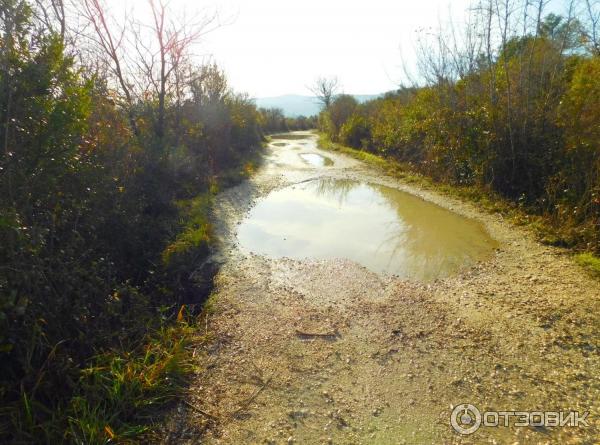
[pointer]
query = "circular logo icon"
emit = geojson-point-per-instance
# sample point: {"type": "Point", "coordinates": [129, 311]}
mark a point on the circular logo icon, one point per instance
{"type": "Point", "coordinates": [465, 419]}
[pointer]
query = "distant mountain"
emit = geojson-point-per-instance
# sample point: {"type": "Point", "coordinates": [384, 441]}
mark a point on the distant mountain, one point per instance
{"type": "Point", "coordinates": [294, 105]}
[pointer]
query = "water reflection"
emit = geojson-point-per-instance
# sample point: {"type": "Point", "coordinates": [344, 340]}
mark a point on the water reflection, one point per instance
{"type": "Point", "coordinates": [382, 228]}
{"type": "Point", "coordinates": [316, 160]}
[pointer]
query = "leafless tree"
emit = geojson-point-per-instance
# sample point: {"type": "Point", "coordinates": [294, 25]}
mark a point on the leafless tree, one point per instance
{"type": "Point", "coordinates": [325, 89]}
{"type": "Point", "coordinates": [52, 14]}
{"type": "Point", "coordinates": [147, 59]}
{"type": "Point", "coordinates": [592, 9]}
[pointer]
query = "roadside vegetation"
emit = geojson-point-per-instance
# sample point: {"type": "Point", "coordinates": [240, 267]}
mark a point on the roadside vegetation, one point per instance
{"type": "Point", "coordinates": [508, 115]}
{"type": "Point", "coordinates": [112, 146]}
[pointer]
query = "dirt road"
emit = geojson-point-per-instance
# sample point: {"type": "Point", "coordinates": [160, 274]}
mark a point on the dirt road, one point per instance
{"type": "Point", "coordinates": [317, 352]}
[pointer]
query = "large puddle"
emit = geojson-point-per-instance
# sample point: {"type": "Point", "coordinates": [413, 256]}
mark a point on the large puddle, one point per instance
{"type": "Point", "coordinates": [316, 160]}
{"type": "Point", "coordinates": [382, 228]}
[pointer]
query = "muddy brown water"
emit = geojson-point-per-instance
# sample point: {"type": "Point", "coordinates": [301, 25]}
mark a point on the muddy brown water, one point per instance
{"type": "Point", "coordinates": [316, 160]}
{"type": "Point", "coordinates": [318, 351]}
{"type": "Point", "coordinates": [382, 228]}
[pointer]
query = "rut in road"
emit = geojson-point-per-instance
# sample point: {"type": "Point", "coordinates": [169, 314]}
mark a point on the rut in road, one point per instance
{"type": "Point", "coordinates": [327, 351]}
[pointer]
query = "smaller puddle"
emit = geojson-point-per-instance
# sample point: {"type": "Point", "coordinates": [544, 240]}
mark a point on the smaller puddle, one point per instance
{"type": "Point", "coordinates": [289, 136]}
{"type": "Point", "coordinates": [316, 160]}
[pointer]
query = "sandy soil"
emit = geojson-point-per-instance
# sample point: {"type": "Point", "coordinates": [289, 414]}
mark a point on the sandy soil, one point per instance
{"type": "Point", "coordinates": [318, 352]}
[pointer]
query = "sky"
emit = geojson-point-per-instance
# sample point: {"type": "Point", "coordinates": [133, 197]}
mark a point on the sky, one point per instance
{"type": "Point", "coordinates": [275, 47]}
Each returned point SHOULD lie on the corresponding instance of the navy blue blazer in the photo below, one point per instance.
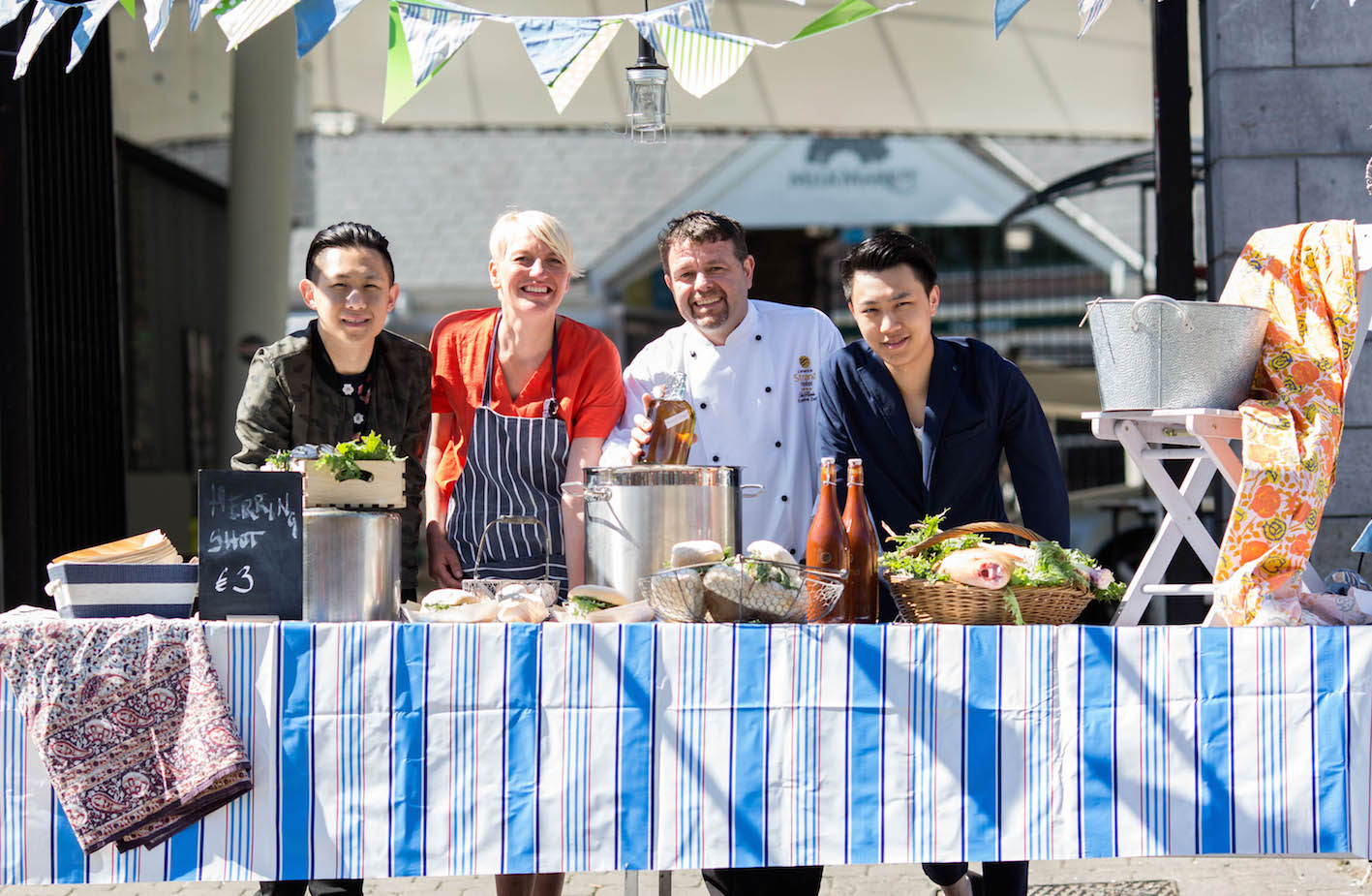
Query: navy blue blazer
(979, 407)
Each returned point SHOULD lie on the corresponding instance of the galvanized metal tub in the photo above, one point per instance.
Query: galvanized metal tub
(351, 566)
(634, 514)
(1155, 353)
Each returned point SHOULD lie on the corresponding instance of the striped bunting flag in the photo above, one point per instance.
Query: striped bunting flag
(1089, 10)
(435, 33)
(91, 16)
(240, 18)
(698, 61)
(46, 15)
(10, 10)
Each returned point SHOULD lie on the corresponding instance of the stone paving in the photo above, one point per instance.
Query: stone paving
(1086, 877)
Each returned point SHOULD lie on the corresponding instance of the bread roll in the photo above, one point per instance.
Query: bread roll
(764, 549)
(601, 593)
(701, 550)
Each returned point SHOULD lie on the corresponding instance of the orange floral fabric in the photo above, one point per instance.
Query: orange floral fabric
(1306, 277)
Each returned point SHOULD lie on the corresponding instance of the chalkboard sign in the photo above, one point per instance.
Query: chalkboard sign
(252, 540)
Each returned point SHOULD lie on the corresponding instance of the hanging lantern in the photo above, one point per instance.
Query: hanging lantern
(647, 96)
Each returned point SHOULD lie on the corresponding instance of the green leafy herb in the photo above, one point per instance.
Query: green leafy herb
(921, 566)
(345, 463)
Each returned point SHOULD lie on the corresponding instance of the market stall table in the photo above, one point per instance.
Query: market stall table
(407, 750)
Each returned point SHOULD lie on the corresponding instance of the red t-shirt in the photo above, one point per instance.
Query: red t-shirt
(591, 390)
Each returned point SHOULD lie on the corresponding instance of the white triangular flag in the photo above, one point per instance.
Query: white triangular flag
(10, 10)
(1088, 12)
(45, 16)
(243, 18)
(155, 16)
(564, 88)
(701, 62)
(433, 35)
(92, 14)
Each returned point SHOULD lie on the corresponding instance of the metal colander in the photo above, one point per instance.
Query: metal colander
(741, 590)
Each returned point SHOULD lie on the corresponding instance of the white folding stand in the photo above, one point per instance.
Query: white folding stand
(1204, 435)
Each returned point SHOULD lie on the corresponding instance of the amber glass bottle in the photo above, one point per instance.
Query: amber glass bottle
(828, 545)
(674, 424)
(861, 595)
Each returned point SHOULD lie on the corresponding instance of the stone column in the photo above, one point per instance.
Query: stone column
(1287, 140)
(260, 181)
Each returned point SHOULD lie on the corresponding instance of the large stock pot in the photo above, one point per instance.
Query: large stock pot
(634, 514)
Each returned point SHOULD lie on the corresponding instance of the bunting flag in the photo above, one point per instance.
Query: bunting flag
(698, 61)
(240, 18)
(565, 85)
(427, 33)
(10, 10)
(92, 14)
(316, 18)
(155, 16)
(433, 35)
(1089, 10)
(1003, 12)
(46, 14)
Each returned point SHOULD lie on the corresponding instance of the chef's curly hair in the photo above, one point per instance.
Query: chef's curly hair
(701, 227)
(348, 234)
(887, 250)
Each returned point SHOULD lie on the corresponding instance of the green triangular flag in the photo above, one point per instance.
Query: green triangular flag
(844, 13)
(400, 76)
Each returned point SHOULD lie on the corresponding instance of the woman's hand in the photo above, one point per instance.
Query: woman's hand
(444, 569)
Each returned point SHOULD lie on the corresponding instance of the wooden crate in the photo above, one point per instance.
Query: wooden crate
(385, 488)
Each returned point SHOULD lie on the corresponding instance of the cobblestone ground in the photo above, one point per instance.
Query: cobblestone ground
(1113, 877)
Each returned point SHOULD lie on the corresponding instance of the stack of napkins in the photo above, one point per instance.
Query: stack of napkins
(147, 547)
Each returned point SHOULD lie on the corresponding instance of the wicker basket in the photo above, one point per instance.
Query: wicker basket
(921, 600)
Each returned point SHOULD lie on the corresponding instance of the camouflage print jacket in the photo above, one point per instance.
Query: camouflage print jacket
(286, 402)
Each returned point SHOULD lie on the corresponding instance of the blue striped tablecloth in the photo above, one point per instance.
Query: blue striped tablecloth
(384, 750)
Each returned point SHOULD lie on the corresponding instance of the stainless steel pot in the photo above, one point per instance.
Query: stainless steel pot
(634, 514)
(351, 566)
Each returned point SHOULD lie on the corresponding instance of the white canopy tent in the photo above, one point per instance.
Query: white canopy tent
(934, 68)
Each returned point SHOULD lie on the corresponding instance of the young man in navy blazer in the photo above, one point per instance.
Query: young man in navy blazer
(930, 418)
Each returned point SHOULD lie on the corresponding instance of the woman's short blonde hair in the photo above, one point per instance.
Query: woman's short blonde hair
(542, 227)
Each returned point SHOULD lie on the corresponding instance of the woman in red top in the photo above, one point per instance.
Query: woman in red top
(523, 399)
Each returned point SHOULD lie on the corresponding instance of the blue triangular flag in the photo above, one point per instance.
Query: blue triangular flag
(1004, 12)
(316, 18)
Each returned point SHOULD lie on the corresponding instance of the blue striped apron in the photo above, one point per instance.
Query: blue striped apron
(515, 467)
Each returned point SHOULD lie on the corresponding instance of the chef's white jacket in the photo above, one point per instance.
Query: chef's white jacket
(756, 399)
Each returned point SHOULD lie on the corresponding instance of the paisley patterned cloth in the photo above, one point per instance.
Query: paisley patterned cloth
(129, 719)
(1306, 277)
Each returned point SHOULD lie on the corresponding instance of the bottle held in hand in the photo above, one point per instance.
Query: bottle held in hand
(861, 593)
(674, 424)
(828, 543)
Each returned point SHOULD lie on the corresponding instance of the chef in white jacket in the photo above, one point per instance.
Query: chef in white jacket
(752, 376)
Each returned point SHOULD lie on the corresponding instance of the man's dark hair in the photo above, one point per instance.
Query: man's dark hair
(887, 250)
(348, 234)
(701, 227)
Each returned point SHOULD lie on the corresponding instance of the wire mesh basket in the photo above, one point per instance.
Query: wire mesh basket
(743, 590)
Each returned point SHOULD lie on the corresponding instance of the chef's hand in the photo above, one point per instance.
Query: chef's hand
(642, 430)
(444, 569)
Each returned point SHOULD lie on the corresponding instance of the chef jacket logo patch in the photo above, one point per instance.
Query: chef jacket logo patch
(806, 379)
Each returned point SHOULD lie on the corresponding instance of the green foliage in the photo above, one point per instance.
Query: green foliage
(343, 465)
(922, 564)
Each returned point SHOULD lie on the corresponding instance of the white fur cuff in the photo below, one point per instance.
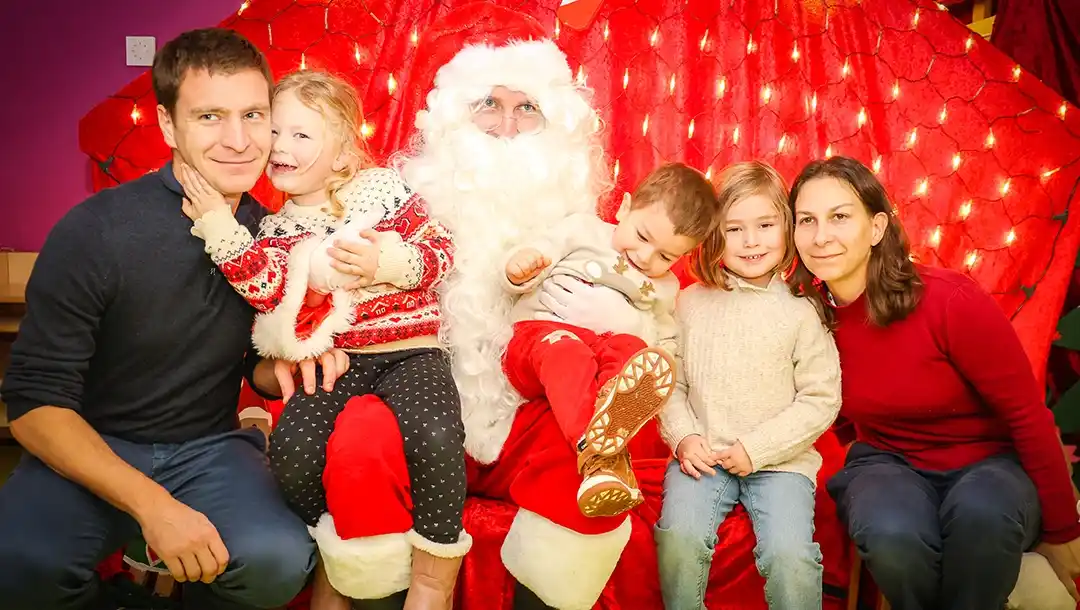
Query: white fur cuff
(565, 569)
(364, 568)
(440, 550)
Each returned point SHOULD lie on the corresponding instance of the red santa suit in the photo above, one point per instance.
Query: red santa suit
(493, 193)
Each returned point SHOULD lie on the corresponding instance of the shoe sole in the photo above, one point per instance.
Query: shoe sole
(639, 391)
(607, 498)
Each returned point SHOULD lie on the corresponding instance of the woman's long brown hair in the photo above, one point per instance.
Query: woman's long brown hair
(893, 285)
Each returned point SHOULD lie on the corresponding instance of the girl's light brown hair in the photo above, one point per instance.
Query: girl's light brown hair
(339, 105)
(734, 184)
(893, 285)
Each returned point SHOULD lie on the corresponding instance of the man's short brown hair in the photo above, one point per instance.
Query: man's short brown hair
(687, 195)
(218, 51)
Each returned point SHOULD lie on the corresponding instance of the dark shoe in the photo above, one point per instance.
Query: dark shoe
(395, 601)
(525, 599)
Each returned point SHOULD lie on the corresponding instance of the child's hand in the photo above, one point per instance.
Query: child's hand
(734, 460)
(363, 260)
(694, 457)
(526, 265)
(201, 198)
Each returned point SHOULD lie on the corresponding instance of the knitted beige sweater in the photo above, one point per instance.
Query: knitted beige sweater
(755, 365)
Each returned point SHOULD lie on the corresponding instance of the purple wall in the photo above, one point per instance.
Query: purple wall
(61, 57)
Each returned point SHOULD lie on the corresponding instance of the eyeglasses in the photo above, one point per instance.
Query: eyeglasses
(489, 116)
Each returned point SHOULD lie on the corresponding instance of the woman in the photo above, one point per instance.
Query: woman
(955, 450)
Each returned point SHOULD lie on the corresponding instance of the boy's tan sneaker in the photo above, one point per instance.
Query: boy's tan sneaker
(628, 402)
(609, 487)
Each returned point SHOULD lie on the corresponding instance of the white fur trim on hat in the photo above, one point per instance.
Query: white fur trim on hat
(364, 568)
(441, 550)
(565, 569)
(274, 333)
(531, 67)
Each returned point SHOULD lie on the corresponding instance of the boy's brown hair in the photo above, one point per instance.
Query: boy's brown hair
(218, 51)
(688, 198)
(737, 182)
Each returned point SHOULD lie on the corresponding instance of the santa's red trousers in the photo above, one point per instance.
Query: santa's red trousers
(562, 555)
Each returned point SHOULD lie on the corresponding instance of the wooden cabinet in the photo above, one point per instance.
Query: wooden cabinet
(14, 271)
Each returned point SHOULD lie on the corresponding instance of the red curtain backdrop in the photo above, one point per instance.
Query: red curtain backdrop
(981, 158)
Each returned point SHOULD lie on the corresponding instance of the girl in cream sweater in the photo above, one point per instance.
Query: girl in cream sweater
(758, 382)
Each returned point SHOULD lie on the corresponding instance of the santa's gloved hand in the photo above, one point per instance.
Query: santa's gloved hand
(598, 309)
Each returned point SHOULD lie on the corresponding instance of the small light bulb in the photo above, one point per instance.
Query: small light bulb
(964, 209)
(935, 236)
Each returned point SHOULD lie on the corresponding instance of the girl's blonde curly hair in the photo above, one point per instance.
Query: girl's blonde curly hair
(339, 105)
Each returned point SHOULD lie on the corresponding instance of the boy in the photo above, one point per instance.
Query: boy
(603, 389)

....

WHAT IS BEING ASKED:
A line belongs in the answer if it contains the word "below"; copy every such line from the data above.

OUTPUT:
Each returned point SHOULD lie on the corresponding instance of the navy blue blazer in the photo below, one point per instance.
Each returned point SHOULD lie on the corresponding instance of the white fur cuff in the photo below, one point per instance.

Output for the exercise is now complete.